• [Set exercise]: Write out every line of the records below without changing a word, and leave the pictures out.
# Records provided start
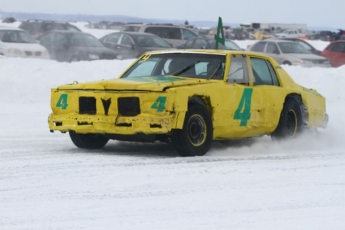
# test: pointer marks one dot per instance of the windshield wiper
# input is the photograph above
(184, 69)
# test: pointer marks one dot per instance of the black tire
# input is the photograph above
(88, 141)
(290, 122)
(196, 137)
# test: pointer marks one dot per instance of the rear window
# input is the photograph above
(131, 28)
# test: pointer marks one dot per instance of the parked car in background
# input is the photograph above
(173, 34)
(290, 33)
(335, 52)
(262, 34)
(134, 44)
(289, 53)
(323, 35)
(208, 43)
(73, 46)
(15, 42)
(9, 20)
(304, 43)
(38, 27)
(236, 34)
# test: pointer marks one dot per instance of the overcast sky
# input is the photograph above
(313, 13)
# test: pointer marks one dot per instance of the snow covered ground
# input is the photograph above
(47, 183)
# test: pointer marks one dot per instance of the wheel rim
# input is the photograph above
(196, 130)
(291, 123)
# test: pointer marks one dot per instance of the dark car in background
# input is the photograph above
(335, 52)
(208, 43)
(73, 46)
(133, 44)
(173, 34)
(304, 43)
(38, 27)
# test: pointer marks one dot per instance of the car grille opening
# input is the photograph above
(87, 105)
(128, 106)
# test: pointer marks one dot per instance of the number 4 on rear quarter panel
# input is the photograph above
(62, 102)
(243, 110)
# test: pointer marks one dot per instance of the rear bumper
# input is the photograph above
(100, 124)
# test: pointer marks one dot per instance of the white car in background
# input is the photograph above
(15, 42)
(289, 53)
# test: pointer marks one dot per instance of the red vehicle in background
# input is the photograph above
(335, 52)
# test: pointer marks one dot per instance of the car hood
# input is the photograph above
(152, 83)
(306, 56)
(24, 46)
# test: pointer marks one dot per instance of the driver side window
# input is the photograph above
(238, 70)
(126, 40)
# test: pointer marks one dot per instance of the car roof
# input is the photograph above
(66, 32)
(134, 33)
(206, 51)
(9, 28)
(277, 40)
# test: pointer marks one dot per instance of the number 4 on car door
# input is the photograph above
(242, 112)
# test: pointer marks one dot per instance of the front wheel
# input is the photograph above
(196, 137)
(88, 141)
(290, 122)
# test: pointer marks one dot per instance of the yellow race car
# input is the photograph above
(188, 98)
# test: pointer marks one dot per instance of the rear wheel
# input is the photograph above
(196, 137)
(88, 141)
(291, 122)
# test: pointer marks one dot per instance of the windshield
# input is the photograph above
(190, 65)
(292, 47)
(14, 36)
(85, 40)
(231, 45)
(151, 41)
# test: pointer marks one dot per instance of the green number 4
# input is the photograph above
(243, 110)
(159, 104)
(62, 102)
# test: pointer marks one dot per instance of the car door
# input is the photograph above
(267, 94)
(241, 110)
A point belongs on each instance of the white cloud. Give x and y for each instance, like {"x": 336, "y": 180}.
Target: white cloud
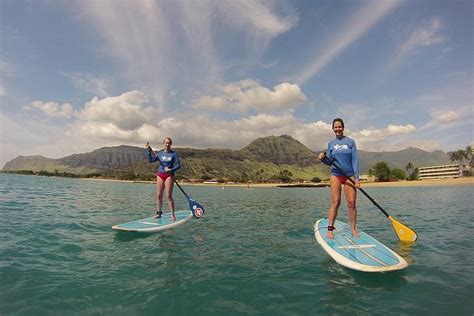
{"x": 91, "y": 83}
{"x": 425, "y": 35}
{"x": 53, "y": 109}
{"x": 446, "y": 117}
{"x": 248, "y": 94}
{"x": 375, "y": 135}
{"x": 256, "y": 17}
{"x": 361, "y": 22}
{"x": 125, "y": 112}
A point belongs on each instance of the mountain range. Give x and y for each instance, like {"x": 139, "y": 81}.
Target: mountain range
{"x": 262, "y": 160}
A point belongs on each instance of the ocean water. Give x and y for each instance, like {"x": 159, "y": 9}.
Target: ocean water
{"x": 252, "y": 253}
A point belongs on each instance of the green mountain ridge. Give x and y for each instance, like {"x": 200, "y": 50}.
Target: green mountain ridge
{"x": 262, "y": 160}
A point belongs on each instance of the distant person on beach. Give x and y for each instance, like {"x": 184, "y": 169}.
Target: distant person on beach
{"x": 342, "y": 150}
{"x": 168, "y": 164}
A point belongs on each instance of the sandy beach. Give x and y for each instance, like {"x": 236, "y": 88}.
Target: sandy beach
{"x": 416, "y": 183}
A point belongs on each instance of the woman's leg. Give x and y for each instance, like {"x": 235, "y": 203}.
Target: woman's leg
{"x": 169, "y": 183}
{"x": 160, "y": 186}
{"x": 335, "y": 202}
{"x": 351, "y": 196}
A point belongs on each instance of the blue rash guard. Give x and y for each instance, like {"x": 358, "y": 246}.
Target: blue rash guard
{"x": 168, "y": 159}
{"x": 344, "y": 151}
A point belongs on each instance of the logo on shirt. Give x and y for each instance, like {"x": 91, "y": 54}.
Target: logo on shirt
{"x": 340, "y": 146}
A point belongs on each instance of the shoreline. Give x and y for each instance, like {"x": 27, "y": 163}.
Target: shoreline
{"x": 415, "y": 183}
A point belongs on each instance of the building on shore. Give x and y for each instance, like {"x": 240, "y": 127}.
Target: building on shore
# Records provided end
• [Task answer]:
# test: pointer marks one dot per instance of the windshield wiper
# input is the photograph above
(184, 69)
# test: pointer marks one dot per instance of the black tire
# input is the photograph above
(88, 141)
(290, 122)
(196, 137)
# test: pointer marks one dot per instance of the rear window
# input is the photograph above
(131, 28)
# test: pointer marks one dot per instance of the parked car in background
# input is the photograph above
(173, 34)
(290, 33)
(335, 52)
(262, 34)
(134, 44)
(289, 53)
(323, 35)
(208, 43)
(73, 46)
(15, 42)
(9, 20)
(304, 43)
(38, 27)
(236, 34)
# test: pointer marks one dot per instance of the overcast sky
# input is the photograph above
(313, 13)
# test: pointer marks one dot per instance of the snow covered ground
# input is the photograph above
(47, 183)
# test: pointer marks one dot per instance of the wheel rim
# input is the photograph above
(196, 130)
(291, 123)
# test: pointer marks one dot per instance of the dark car in background
# input is the photograph above
(335, 52)
(208, 43)
(73, 46)
(133, 44)
(173, 34)
(304, 43)
(38, 27)
# test: pointer marks one dot per instance of the car grille opening
# input is the photograph above
(87, 105)
(128, 106)
# test: pointer marks one dot per instance of the number 4 on rear quarter panel
# input is the photograph above
(62, 102)
(243, 110)
# test: pointer marks one dot per instance of the rear bumper
# input is the photograph above
(100, 124)
# test: pointer marks one dot per instance of the white car in background
# input is the photograph above
(15, 42)
(289, 53)
# test: pointer marks one dot per instance of the red vehicle in background
# input is the photograph above
(335, 52)
# test: pointer marks one dot per instance of the car hood
# input is the photograph above
(152, 83)
(306, 56)
(24, 46)
# test: pointer marks one dot per instance of the driver side window
# input is the photograph above
(238, 70)
(126, 40)
# test: pointer marks one dot per instance of the car roof
# input is the photograph above
(66, 32)
(134, 33)
(206, 51)
(9, 28)
(277, 40)
# test: pointer marks one dot per instance of the number 4 on car door
# input is the photograph above
(242, 112)
# test: pointer marks one dot per instance of the front wheel
# input is the photograph above
(196, 137)
(88, 141)
(290, 122)
# test: pointer marks one dot per instance of the yellow race car
# input is the photograph above
(188, 98)
# test: pointer marks one dot per instance of the rear wheel
# input is the photograph above
(196, 137)
(88, 141)
(291, 122)
# test: pointer marks one dot per instance of the windshield
# input is the photograph above
(190, 65)
(292, 47)
(14, 36)
(85, 40)
(231, 45)
(151, 41)
# test: pointer marks one dot per instance of the green number 4
# input is the photograph above
(243, 110)
(159, 104)
(62, 102)
# test: pointer marks one dot per instance of the car door
# input is the photograph above
(267, 94)
(241, 110)
A point belongs on each instance of the white cloud. Give x and y for each instance, like {"x": 336, "y": 180}.
Target: white cloud
{"x": 91, "y": 83}
{"x": 425, "y": 35}
{"x": 53, "y": 109}
{"x": 446, "y": 117}
{"x": 248, "y": 94}
{"x": 375, "y": 135}
{"x": 256, "y": 17}
{"x": 361, "y": 22}
{"x": 125, "y": 112}
A point belongs on each instance of the mountain range. Give x and y for each instance, like {"x": 139, "y": 81}.
Target: mountain range
{"x": 262, "y": 160}
A point belongs on each instance of the ocean water. Give x and y for each instance, like {"x": 159, "y": 9}.
Target: ocean water
{"x": 252, "y": 253}
A point belongs on each instance of the green mountain ridge. Give x and y for each instance, like {"x": 200, "y": 50}.
Target: green mountain ridge
{"x": 262, "y": 160}
A point belongs on each instance of the distant person on beach. Give x and y for each instance, like {"x": 184, "y": 169}.
Target: distant person on beach
{"x": 342, "y": 150}
{"x": 168, "y": 164}
A point belongs on each instance of the sandy beach. Give x and y for each instance, like {"x": 236, "y": 88}.
Target: sandy beach
{"x": 416, "y": 183}
A point belongs on each instance of the woman's leg. Give x and y for each instance, like {"x": 235, "y": 203}.
Target: woman's leg
{"x": 169, "y": 183}
{"x": 160, "y": 186}
{"x": 335, "y": 202}
{"x": 351, "y": 196}
A point belongs on each instance of the blue rash guard. Give x and y for each instance, like {"x": 358, "y": 246}.
Target: blue rash guard
{"x": 168, "y": 159}
{"x": 344, "y": 151}
A point belongs on each instance of the logo on shirt. Give x and y for each instance, like {"x": 91, "y": 54}.
Target: logo on shirt
{"x": 340, "y": 146}
A point belongs on each instance of the shoreline. Give x and y for each instance, like {"x": 27, "y": 163}.
Target: shoreline
{"x": 415, "y": 183}
A point belongs on each instance of the building on shore. Give x and y for each instance, like {"x": 240, "y": 127}.
Target: building on shore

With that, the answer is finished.